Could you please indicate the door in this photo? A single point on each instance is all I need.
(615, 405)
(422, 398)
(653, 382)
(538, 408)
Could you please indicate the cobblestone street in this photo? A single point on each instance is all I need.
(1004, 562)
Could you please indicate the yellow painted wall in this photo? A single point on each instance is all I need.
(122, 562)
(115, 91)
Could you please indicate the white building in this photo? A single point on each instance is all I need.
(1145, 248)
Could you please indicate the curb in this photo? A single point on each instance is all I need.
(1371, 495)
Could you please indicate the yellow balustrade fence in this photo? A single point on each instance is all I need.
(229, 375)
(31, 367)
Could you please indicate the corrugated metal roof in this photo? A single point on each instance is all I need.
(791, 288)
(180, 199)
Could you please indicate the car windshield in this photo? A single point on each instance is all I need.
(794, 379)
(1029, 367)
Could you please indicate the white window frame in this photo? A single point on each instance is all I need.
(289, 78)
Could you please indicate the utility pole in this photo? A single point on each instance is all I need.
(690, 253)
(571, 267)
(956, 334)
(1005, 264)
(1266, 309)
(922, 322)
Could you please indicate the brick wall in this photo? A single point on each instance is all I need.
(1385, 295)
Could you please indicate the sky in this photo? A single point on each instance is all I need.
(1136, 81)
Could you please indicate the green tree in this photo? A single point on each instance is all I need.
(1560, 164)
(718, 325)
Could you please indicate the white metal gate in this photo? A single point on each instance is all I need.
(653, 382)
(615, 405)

* * *

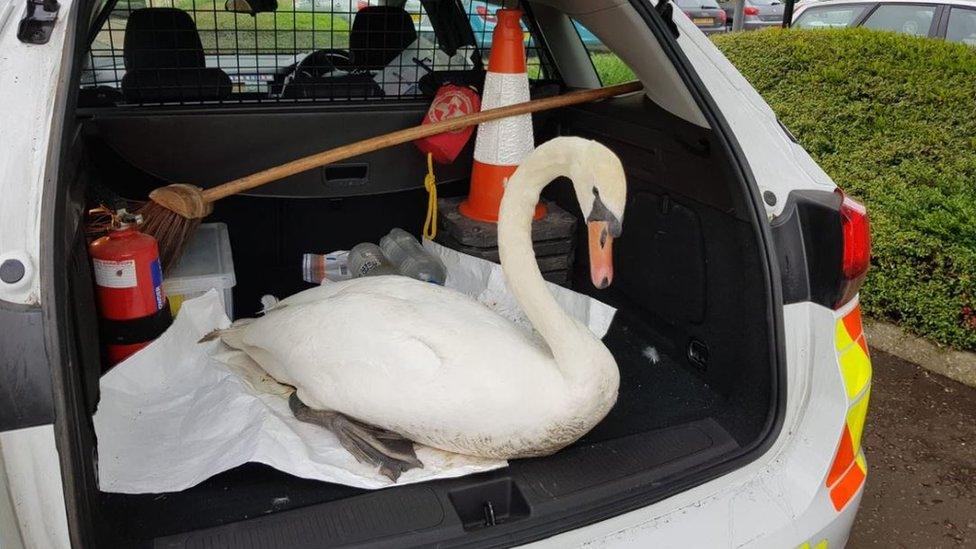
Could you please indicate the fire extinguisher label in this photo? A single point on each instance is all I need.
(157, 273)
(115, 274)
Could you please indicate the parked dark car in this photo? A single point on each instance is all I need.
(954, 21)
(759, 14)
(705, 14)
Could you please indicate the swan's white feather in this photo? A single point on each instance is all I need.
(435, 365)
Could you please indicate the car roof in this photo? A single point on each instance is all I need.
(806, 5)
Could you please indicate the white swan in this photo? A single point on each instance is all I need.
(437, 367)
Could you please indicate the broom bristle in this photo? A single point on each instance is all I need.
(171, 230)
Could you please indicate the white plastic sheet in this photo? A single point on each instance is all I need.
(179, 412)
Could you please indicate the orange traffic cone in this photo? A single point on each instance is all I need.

Activity: With the line holding "Could you please indicate the swan's" as the first and the line holding "Could you please indicate the orange" as the last, please transcribe exactly the lines of the material above in that range and nothing else.

Your response:
Could you please indicate the swan's white feather in this photo? A single point on each instance is all I need.
(435, 365)
Could you please indicate the car roof in this photo? A single point on each instance is all I need.
(806, 5)
Could you please indicate the white swan in this photo? A single point on each instance is all I need.
(437, 367)
Could you please indicate the broom bristle in this photo? A single point on each instance is all I need.
(171, 230)
Could you please indicate the white plastic sheet in this photo? A single point on each instance is all I need.
(179, 412)
Could you please indicate the orange traffic cone in this photo? A single point on each instance is all I need.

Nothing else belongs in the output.